# TASK BRIEF
Give every line from the entries that contains "paved".

# SOURCE DATA
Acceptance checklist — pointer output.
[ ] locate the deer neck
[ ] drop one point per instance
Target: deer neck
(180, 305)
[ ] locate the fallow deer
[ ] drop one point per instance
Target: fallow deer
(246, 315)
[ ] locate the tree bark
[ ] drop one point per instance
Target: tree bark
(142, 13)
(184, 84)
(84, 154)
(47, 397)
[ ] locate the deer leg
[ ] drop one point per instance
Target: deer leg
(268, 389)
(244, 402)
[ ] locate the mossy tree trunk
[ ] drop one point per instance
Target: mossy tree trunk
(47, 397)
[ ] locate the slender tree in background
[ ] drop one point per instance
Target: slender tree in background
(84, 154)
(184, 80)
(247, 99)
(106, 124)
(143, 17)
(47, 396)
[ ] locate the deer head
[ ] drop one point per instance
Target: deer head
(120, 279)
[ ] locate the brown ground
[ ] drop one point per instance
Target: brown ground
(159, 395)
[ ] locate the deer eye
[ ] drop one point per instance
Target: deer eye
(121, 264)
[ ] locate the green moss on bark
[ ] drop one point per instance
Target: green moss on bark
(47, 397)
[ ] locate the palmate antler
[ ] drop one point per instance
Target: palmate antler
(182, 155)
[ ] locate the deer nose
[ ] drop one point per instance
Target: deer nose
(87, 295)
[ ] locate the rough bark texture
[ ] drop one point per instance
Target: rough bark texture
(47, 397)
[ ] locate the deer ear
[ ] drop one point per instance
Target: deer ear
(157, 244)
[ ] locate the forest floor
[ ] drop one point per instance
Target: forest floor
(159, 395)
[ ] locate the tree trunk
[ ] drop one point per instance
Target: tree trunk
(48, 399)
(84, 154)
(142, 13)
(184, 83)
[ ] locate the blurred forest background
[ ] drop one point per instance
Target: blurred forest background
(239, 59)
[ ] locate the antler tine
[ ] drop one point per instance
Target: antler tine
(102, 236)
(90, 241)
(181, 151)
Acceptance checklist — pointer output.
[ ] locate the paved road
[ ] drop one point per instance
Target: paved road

# ANSWER BOX
[ ] locate the paved road
Target: paved road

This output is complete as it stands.